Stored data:
____
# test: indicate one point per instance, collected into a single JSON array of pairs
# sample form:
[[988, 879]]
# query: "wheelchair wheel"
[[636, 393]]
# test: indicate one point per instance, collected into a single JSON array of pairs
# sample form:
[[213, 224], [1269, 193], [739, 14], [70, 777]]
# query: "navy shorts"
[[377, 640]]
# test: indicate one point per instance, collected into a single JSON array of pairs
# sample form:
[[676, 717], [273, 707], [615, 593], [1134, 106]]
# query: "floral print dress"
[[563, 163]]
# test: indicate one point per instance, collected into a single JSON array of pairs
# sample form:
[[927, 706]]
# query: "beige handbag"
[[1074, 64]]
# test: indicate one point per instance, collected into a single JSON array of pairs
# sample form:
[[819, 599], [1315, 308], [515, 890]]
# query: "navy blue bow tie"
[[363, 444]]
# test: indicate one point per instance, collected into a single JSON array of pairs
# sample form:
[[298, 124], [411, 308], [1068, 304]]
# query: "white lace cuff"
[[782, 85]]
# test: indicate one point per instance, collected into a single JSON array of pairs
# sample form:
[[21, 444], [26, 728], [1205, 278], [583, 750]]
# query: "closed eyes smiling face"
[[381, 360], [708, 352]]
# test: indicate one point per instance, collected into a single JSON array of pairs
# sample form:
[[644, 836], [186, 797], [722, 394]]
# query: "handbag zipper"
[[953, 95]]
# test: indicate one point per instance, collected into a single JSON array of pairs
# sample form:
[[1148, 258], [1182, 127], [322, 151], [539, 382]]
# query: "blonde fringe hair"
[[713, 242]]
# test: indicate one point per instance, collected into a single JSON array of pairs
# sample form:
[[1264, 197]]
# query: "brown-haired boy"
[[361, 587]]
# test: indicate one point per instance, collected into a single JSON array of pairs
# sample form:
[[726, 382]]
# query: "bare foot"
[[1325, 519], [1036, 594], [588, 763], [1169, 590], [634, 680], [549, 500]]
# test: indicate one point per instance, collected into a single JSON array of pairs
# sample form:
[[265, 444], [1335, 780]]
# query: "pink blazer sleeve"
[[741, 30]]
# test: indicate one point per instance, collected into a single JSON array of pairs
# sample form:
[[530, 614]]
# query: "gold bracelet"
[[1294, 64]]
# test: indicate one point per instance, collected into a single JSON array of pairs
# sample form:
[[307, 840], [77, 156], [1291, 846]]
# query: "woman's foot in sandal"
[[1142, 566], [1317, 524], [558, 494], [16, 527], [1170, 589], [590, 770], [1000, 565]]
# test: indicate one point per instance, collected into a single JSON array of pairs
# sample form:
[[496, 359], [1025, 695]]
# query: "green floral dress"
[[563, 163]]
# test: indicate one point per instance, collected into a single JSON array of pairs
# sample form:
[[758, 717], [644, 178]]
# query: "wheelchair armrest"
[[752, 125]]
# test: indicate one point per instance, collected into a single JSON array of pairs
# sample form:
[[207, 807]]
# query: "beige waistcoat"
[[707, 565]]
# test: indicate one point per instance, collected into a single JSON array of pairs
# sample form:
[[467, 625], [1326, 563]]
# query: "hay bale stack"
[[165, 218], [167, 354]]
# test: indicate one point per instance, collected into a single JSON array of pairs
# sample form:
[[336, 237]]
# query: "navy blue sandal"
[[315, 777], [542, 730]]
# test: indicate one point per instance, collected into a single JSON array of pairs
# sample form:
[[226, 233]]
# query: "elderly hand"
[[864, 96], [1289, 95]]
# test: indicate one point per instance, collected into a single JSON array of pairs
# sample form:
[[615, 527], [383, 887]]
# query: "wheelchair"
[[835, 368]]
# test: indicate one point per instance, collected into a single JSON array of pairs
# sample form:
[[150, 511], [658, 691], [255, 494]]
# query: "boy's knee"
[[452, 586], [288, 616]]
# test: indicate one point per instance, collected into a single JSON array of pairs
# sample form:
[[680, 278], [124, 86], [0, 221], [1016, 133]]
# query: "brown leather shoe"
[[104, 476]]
____
- What you need to do
Format the records from the beginning through the line containing "[[782, 85]]", including both ends, as a Markdown table with the columns Row and Text, one line per row and no blank lines.

- Written reply
| Row | Text |
|---|---|
| 1 | # test: indicate one point per instance, collected into a single JSON array of pairs |
| 2 | # sample form: |
| 3 | [[988, 879]] |
| 4 | # query: "wheelchair wheel" |
| 5 | [[636, 393]] |
| 6 | # test: indicate one point per instance, collected into a single JSON array of pairs |
| 7 | # sample form: |
| 8 | [[213, 224], [1269, 193], [739, 14], [70, 777]] |
| 9 | # query: "navy shorts" |
| 10 | [[377, 640]] |
| 11 | # test: indicate one point per instance, collected into a single JSON array of pairs |
| 12 | # sample form: |
| 13 | [[676, 717], [273, 707], [615, 593], [1134, 106]] |
| 14 | # query: "floral print dress" |
| 15 | [[563, 163]] |
| 16 | # test: indicate one point per instance, collected into a single JSON array of pairs |
| 17 | # sample form: |
| 18 | [[927, 706]] |
| 19 | # query: "beige handbag" |
| 20 | [[1074, 64]] |
| 21 | # test: indicate one point per instance, collected into a single JSON array of pairs |
| 22 | # sample form: |
| 23 | [[819, 599], [1315, 308], [515, 890]] |
| 24 | # query: "navy blue bow tie" |
| 25 | [[363, 444]] |
| 26 | # test: indicate one point per instance, collected into a single JSON array of pairs |
| 27 | # sample form: |
| 28 | [[298, 124], [411, 308], [1068, 304]] |
| 29 | # query: "white lace cuff" |
| 30 | [[782, 85]] |